> **SOURCE TEXT**

If it is excluded, the remaining solar and atmospheric neutrino 
anomalies can be explained through oscillations among just three 
standard neutrinos -- $\nu_e$, $\nu_\mu$ and $\nu_\tau$. The oscillation 
probabilities for relativistic neutrinos then depend on two mass squared 
differences $\Delta m_{21}^2 \equiv \Delta m_\odot^2$ and $\Delta m_{32}^2 
\equiv \Delta m_{atm}^2$, three mixing angles $\theta_{12}$, $\theta_{13}$ 
and $\theta_{23}$, and one CP-violating phase $\delta$. With the 
parametrization of the $3\times 3$ leptonic mixing matrix $U$ which coincides 
with the standard parametrization of the quark mixing matrix \cite{PDG}, 
one can identify the mixing angle which is responsible for the dominant 
channel of the atmospheric neutrino oscillations with $\theta_{23}$, the one 
that is primarily responsible for the solar neutrino oscillations with
$\theta_{12}$ and the mixing angle which enters (along with $\theta_{23}$)
into the probabilities of the subdominant $\nu_e\leftrightarrow 
\nu_{\mu(\tau)}$ oscillations of atmospheric neutrinos and long baseline 
$\nu_e\leftrightarrow \nu_{\mu(\tau)}$ oscillations with $\theta_{13}$. 
For the values of the neutrino parameters allowed by the data, the 
CP-violating effects in neutrino oscillations should be rather small, and 
we shall therefore omit the phase $\delta$ in our analysis. 

The Super-Kamiokande atmospheric neutrino data imply $\Delta m_{32}^2\simeq 
(2 - 6)\times 10^{-3}$ eV$^2$, $\theta_{23}\simeq (45 \pm 12)^\circ$, and the 
combined data of the solar neutrino experiments lead to four domains of 
allowed values of $\Delta m_{21}^2$ and $\theta_{12}$ corresponding to the
four neutrino oscillation solutions to the solar neutrino problem -- large
mixing angle MSW (LMA), small mixing angle MSW (SMA), vacuum 
oscillations (VO) and low-$\Delta m^2$ (LOW) solutions \cite{f1}.

> **STORED RECORDS**

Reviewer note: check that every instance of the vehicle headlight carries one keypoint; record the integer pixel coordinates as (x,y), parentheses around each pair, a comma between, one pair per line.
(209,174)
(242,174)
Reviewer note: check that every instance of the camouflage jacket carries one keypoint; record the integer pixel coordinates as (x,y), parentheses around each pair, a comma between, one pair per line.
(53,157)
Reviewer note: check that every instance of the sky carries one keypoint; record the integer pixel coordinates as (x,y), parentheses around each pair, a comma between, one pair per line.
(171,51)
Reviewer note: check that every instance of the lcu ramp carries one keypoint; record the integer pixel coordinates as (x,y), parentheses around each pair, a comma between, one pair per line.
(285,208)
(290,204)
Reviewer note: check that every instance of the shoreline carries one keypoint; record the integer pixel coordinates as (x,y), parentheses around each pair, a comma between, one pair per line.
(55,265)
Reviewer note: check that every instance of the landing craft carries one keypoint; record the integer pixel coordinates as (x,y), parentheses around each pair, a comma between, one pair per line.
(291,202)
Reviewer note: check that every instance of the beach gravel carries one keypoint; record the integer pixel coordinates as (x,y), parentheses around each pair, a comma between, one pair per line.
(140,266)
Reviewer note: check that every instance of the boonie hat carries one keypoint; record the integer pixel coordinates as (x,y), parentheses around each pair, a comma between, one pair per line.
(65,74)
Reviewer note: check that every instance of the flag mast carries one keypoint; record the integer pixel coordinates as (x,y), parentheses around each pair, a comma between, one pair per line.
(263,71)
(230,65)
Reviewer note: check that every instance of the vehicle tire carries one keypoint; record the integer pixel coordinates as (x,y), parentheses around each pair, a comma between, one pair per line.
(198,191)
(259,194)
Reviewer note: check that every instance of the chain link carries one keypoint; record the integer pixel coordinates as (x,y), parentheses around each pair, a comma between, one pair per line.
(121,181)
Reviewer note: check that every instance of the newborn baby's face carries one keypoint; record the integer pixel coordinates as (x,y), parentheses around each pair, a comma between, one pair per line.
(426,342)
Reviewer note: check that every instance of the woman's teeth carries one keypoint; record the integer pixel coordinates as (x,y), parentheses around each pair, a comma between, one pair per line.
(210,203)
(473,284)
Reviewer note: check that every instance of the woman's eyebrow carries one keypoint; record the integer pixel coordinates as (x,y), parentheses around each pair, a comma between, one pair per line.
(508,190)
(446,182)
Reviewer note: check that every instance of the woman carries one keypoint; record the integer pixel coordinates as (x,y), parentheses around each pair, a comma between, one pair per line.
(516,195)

---

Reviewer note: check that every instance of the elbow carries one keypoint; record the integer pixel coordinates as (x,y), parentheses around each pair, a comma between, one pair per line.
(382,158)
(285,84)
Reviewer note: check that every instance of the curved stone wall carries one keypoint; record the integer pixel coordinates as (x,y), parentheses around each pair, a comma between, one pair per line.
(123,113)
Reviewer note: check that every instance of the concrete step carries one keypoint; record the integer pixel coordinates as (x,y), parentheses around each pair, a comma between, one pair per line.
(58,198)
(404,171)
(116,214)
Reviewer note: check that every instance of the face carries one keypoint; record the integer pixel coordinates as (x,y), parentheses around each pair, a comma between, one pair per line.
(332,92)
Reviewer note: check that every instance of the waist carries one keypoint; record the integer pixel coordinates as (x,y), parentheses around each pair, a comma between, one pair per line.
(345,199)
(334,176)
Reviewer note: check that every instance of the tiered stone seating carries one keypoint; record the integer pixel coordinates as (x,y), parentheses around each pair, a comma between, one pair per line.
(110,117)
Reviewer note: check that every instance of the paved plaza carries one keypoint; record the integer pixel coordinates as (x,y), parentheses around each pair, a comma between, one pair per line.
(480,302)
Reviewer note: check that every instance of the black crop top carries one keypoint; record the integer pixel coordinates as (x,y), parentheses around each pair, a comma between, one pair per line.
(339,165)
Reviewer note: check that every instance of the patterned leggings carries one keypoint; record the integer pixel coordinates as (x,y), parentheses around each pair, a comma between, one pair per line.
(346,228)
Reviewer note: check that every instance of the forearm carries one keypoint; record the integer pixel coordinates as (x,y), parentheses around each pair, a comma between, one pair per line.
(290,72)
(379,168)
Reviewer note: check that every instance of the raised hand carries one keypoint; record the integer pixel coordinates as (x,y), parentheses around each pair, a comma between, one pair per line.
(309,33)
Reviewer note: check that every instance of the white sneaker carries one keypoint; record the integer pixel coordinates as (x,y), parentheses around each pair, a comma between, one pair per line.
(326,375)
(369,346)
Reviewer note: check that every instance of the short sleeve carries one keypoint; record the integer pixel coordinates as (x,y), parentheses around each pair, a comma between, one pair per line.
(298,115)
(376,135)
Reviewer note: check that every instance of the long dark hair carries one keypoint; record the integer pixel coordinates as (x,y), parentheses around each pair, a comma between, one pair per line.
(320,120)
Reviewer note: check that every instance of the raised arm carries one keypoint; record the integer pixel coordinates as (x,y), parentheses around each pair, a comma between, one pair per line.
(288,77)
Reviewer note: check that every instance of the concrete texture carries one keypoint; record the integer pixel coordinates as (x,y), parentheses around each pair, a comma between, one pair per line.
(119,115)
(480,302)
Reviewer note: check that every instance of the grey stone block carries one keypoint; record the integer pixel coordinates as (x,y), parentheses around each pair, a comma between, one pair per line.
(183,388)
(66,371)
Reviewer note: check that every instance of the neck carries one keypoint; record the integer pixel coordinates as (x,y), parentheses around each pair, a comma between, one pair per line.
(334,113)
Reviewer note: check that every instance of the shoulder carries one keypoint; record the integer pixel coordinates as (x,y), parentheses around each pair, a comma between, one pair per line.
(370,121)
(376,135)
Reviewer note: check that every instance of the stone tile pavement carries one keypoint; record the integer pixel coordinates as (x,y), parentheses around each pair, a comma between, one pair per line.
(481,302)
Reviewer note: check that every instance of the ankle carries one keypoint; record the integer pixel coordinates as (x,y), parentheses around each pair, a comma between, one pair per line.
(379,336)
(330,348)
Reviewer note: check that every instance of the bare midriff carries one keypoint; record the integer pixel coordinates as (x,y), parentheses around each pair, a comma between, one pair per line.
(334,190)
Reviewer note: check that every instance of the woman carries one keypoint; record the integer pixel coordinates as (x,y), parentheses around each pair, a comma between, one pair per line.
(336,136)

...

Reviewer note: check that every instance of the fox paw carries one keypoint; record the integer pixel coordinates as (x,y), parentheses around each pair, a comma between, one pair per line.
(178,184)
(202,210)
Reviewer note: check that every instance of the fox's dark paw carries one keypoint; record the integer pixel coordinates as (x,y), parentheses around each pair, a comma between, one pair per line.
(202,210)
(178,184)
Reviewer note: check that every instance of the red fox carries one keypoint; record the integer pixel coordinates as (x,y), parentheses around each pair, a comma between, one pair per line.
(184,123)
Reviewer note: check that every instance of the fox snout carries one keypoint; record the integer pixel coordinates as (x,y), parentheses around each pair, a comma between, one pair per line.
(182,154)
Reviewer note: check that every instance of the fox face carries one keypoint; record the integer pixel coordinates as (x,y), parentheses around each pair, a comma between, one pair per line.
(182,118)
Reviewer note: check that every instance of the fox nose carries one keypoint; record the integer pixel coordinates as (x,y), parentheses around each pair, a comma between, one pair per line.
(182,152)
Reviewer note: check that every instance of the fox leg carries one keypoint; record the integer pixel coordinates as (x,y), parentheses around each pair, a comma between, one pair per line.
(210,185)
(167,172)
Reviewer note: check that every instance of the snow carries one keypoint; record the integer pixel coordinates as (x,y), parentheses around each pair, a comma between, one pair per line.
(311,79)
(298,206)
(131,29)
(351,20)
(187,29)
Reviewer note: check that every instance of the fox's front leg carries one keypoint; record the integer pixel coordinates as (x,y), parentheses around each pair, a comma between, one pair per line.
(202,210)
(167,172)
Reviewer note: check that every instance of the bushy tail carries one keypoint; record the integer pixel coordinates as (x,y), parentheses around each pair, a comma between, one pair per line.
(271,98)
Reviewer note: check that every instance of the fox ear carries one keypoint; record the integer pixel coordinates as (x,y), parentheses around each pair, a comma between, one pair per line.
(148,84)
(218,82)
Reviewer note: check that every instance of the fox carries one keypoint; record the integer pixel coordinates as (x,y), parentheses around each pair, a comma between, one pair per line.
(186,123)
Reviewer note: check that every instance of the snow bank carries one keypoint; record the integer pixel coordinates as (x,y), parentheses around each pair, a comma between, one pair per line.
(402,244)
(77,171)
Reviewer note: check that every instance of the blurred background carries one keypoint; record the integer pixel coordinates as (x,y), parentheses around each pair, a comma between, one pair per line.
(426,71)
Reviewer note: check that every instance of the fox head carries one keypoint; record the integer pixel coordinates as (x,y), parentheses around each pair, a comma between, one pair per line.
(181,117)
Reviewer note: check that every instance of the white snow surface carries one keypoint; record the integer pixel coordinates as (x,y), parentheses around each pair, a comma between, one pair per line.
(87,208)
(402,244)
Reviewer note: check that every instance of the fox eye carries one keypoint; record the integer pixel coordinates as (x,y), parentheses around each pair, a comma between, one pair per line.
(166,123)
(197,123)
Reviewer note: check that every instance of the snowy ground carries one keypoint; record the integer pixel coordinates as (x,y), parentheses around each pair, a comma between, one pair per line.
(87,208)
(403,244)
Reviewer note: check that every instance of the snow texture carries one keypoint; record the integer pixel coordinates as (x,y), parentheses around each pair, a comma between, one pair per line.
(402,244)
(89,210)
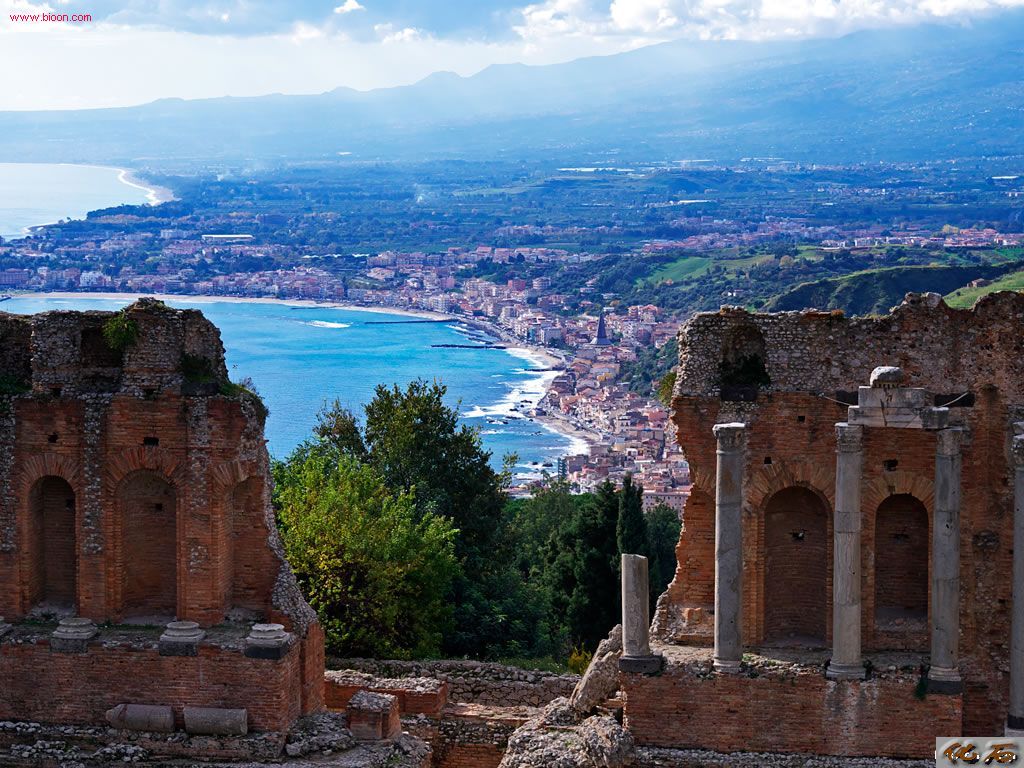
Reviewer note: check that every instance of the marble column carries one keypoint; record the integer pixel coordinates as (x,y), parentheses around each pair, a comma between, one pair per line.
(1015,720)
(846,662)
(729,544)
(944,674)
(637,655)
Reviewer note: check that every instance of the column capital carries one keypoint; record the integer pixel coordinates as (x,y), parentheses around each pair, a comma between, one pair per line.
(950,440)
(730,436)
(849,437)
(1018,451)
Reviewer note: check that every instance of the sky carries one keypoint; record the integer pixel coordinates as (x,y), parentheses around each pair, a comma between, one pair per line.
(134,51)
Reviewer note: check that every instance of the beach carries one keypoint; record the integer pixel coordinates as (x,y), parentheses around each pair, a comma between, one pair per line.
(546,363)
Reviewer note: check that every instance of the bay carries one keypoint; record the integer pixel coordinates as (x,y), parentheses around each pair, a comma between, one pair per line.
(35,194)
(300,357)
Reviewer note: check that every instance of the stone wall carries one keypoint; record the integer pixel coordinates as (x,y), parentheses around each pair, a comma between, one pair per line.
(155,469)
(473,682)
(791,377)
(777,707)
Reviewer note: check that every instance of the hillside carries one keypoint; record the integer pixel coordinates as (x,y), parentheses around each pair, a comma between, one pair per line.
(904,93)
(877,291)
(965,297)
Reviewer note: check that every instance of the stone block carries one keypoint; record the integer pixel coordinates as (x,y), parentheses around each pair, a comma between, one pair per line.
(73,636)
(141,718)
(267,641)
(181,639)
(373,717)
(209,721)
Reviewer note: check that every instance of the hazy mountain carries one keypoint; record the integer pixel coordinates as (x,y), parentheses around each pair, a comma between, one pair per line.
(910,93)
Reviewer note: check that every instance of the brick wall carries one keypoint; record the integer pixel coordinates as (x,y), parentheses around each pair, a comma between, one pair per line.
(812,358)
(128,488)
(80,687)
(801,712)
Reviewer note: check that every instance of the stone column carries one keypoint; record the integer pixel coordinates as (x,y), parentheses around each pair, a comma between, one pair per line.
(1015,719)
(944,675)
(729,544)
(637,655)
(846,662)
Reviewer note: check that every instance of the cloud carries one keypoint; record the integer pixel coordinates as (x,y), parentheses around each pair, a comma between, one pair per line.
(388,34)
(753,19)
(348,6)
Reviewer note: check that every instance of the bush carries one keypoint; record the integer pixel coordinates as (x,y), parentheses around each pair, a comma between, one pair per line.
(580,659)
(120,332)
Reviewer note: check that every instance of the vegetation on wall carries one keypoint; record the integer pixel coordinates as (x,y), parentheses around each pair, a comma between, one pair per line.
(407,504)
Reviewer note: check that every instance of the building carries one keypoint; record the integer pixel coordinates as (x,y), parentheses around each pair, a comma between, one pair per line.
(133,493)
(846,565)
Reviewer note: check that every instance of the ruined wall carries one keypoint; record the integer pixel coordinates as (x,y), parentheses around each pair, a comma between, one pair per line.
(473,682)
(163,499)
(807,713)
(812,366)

> **WHAT YOU NEED TO DO**
Answer these questions using the neutrino oscillation text.
1. Which mixing angle is primarily responsible for the solar neutrino oscillations?
2. What range of Δm²₃₂ do the Super-Kamiokande atmospheric neutrino data imply?
3. Why is the CP-violating phase δ left out of the analysis?

> **RESPONSE TO THIS EXERCISE**
1. θ₁₂.
2. About (2–6) × 10⁻³ eV².
3. For the neutrino parameter values the data allow, CP-violating effects in neutrino oscillations should be rather small.